Exercise: Can you update the data below so that each "Mark a point" becomes "Place a point", with everything else left as it is?

— start Source material —

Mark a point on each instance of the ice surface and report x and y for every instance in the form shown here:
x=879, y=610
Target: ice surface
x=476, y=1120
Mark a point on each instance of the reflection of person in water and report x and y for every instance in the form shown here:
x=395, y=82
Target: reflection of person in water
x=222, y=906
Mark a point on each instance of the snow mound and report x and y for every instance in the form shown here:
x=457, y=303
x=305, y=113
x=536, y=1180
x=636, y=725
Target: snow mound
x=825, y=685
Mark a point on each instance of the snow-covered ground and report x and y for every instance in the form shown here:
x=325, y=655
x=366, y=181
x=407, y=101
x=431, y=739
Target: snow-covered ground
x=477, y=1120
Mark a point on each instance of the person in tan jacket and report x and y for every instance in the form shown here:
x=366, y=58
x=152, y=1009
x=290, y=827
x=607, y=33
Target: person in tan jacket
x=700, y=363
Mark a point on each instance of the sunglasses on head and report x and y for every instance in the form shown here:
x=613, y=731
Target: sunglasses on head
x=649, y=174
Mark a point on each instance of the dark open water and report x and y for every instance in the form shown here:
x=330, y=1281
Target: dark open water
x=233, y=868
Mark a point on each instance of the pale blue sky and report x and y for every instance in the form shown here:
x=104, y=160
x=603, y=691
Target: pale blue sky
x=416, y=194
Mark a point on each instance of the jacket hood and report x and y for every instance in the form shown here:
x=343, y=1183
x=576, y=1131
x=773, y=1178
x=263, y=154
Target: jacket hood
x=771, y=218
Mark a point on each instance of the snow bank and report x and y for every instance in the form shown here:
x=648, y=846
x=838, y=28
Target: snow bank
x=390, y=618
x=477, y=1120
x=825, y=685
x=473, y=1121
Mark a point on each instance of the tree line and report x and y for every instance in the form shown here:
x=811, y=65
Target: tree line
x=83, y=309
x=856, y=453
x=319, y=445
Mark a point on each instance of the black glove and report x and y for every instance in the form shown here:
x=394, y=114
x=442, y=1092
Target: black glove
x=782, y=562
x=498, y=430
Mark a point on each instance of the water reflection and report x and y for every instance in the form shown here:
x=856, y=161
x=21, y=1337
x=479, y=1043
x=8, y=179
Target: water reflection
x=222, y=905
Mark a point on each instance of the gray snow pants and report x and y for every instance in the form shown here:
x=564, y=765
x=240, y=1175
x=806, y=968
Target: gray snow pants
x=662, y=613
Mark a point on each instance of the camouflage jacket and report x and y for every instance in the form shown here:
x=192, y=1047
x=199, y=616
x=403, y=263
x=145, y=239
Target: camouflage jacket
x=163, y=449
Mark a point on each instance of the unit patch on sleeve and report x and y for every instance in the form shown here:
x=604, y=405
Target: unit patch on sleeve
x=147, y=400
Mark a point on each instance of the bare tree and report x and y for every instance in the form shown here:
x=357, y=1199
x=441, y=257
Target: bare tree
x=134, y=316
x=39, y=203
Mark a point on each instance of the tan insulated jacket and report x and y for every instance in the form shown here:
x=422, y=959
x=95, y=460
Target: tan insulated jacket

— end Source material —

Task result:
Place a point on each instance of the ice surface and report x and y for every instance in the form shown here:
x=879, y=610
Target: ice surface
x=476, y=1120
Place a point on each instance of the reflection of person in water and report x and y for every instance in the form shown here:
x=395, y=82
Target: reflection of person in water
x=222, y=906
Place a point on each instance of the snow mound and report x and y for every instance in the form shown here:
x=457, y=303
x=305, y=113
x=536, y=1180
x=636, y=725
Target: snow mound
x=825, y=685
Place a point on each instance of the snow-covered ground and report x and y for every instance in the form shown here:
x=325, y=655
x=366, y=181
x=407, y=101
x=431, y=739
Target: snow-covered ground
x=477, y=1120
Place a point on each instance of the person in tan jacket and report x and y for every instance in the form shown here:
x=366, y=58
x=152, y=1009
x=290, y=827
x=607, y=33
Target: person in tan jacket
x=700, y=363
Place a point on each instance of the sunglasses on head and report x and y for every instance in the form shown here:
x=613, y=731
Target: sunglasses on head
x=649, y=174
Place a point on each instance of the dark open water and report x and y for every instance in the form shown here:
x=330, y=1281
Target: dark open water
x=233, y=868
Place a point on each instance of the pale blue sky and report x and y for every instance in the form shown here:
x=104, y=160
x=603, y=691
Target: pale blue sky
x=416, y=194
Place a point on each instance of the jacket hood and report x and y for every instance in the form shown here:
x=343, y=1183
x=576, y=1131
x=773, y=1178
x=263, y=154
Target: jacket hood
x=771, y=218
Place a point on each instance of the snow bank and report x and y for every instance in the form shown here:
x=648, y=846
x=838, y=28
Target: snow bank
x=390, y=618
x=477, y=1120
x=825, y=685
x=473, y=1121
Place a point on each instance of the tree line and report x and y for every instance in the form shown here:
x=811, y=65
Target: tree line
x=83, y=309
x=856, y=453
x=319, y=445
Place a point on each instance of the black glove and report x and y for every instance in the form shown here:
x=394, y=114
x=442, y=1092
Target: black glove
x=782, y=562
x=498, y=430
Place a point on each instance of the water reflection and report x and y for every instance in the form shown here:
x=856, y=161
x=21, y=1337
x=479, y=1043
x=8, y=179
Target: water reflection
x=222, y=905
Place a point on each instance of the gray snow pants and report x and y for every instance in the form shown here:
x=564, y=765
x=240, y=1175
x=806, y=968
Target: gray snow pants
x=662, y=613
Place a point on each instance of the camouflage jacket and report x and y for every instance in the form shown here:
x=192, y=1047
x=199, y=616
x=403, y=263
x=145, y=239
Target: camouflage jacket
x=163, y=449
Place a point on each instance of the unit patch on sleeve and report x and y for every instance in the form shown here:
x=604, y=405
Target: unit patch on sleeve
x=147, y=400
Place a point on each instance of the bare tree and report x and y for every instance in the form shown here:
x=357, y=1199
x=441, y=257
Target: bare tree
x=134, y=316
x=39, y=203
Place a point on each instance of the tan insulated jacket and report x and y for every instance in the form shown here:
x=422, y=959
x=95, y=460
Target: tan insulated jacket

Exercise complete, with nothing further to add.